* **WHAT YOU NEED TO DO**
Provide an exact reproduction of every entry.

-- START SUPPLIED MATERIAL --

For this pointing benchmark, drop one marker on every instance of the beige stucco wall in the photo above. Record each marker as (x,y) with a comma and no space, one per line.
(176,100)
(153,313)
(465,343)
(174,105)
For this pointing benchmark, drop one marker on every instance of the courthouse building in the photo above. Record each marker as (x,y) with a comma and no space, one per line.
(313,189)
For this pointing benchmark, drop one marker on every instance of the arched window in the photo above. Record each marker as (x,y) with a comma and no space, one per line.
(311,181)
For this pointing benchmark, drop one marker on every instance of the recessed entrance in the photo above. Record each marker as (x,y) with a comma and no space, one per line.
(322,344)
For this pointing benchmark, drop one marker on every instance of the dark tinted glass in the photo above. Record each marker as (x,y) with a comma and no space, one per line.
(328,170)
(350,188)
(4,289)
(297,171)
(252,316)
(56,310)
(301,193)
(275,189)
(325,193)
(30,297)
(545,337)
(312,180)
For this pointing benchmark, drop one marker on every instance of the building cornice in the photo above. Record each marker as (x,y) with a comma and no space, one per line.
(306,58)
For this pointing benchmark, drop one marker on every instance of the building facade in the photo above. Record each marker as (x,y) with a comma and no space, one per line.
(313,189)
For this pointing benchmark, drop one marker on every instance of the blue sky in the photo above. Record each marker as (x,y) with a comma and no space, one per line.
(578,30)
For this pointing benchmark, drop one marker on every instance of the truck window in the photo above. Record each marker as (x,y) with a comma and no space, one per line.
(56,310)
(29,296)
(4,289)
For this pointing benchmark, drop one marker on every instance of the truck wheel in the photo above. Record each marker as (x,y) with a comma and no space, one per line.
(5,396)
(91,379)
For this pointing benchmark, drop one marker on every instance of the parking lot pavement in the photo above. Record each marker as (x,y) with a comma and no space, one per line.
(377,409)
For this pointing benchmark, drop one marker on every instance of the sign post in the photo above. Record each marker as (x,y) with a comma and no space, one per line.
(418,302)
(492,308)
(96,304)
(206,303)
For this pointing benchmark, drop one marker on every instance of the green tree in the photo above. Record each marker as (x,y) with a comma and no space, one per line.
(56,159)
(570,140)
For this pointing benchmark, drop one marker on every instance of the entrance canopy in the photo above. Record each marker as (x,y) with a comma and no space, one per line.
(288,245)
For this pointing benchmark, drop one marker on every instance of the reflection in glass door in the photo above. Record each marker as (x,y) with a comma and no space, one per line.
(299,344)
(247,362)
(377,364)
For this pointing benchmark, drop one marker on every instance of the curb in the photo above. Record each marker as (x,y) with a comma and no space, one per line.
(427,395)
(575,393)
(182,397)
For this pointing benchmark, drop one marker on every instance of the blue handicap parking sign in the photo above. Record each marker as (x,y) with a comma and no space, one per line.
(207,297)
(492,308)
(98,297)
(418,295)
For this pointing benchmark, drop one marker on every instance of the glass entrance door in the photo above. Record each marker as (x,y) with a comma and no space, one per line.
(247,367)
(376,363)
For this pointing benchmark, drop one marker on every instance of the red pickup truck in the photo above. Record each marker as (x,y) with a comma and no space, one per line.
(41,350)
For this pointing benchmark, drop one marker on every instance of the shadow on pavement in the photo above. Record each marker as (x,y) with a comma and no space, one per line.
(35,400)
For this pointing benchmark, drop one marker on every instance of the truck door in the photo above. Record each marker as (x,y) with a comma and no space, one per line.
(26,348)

-- END SUPPLIED MATERIAL --

* **EXERCISE RESPONSE**
For this pointing benchmark, drop one marker on every instance of the beige stucco wall in the photo above. Record each marker as (x,y) with a comma and no space, one per line.
(176,100)
(153,313)
(465,343)
(174,105)
For this pointing benchmark, drop one marker on every instance of the courthouse building in the photo above. Record each marker as (x,y) with a comma and no space, one per line.
(313,189)
For this pointing benchmark, drop one marker on every instance of the arched window in the photo above. Record each marker as (x,y) with a comma and no space, one per line.
(311,181)
For this pointing benchmark, drop one marker on every instance of the recessed entrance in the photo above. Record each marker as (x,y) with a comma and no space, one per line.
(322,344)
For this pointing benchmark, drop one marker on every instance of the dark tinted glass in the photo above. Record each marker as (x,y) with a comma and no space, one per line.
(328,170)
(350,188)
(4,289)
(297,171)
(252,316)
(56,310)
(301,193)
(275,189)
(325,193)
(30,297)
(545,337)
(312,180)
For this pointing benchmark, drop one marker on every instance of the building cornice in the photo above. Record each marker as (x,y) with a comma and no space, one per line.
(306,58)
For this pointing benchmark, drop one marker on every instance of the building facade in the photo above. Record each marker as (x,y) with a comma and no space, one per line.
(313,189)
For this pointing benchmark, drop one marker on every instance of the blue sky in the photo above. Record each marker as (x,y) with a comma and no space, one per line.
(578,30)
For this pointing benchmark, drop one marker on every instance of the truck window in the photo above. Record each marker as (x,y) with a comma and no space, one per line.
(56,310)
(29,296)
(4,289)
For this pointing benchmark, drop one marker on every instance of the truck wheel in the photo above. Record each marker as (x,y) with a comma and no space, one per line.
(5,396)
(91,379)
For this pointing benchmark, drop one marker on every instance of the parking lot pavement in the photo above. Record each marker as (x,y) with a comma and no space, one per line.
(377,409)
For this pointing benchmark, drop one marker on every instance of the sign post in the photo above. Record each marker as (x,y) with a comma and no space, one per line.
(418,302)
(492,308)
(96,304)
(206,303)
For this pointing benchmark, drop one marker on every instance of the green tree in the photo above. Record each marker as (x,y) with a comma and no space, one per line.
(56,159)
(570,140)
For this pointing benchmark, drop one marker on every instance of the entrance canopy in the photo above. Record each marker as (x,y) with a comma and no space, one per line.
(288,245)
For this pointing benchmark, drop one marker on every instance of the reflection in glass door in the photo above. Record each marker as (x,y) with a comma and no space, one per line.
(299,344)
(247,362)
(377,364)
For this pointing benchmark, drop one marker on every instance of the curb in the photo above. Record each marker as (x,y) with a comma and no space, one per line.
(427,395)
(575,393)
(182,397)
For this pointing benchmark, drop one marker on every instance of the blue handicap parking sign in the photo above. Record each marker as (x,y) with a comma and no space, one per line.
(207,297)
(492,308)
(98,297)
(418,295)
For this pointing benchmark, drop one marker on every instance of the glass entrance door in the photo above. Record each marker as (x,y) with a comma and no space, one per line.
(247,367)
(376,363)
For this pointing benchmark, drop one marker on every instance of the red pickup truck in the photo above. Record each marker as (x,y) with a comma and no space, one per line.
(41,350)
For this pointing benchmark, drop one marker on every instance of the shadow on pavement in the photo above. Record each marker as (x,y) with a comma and no space, one per line.
(35,400)
For this pointing benchmark, drop one marker on every instance of the truck door in the photo above. Record each marker as (x,y) with a comma and no space, one per line.
(26,348)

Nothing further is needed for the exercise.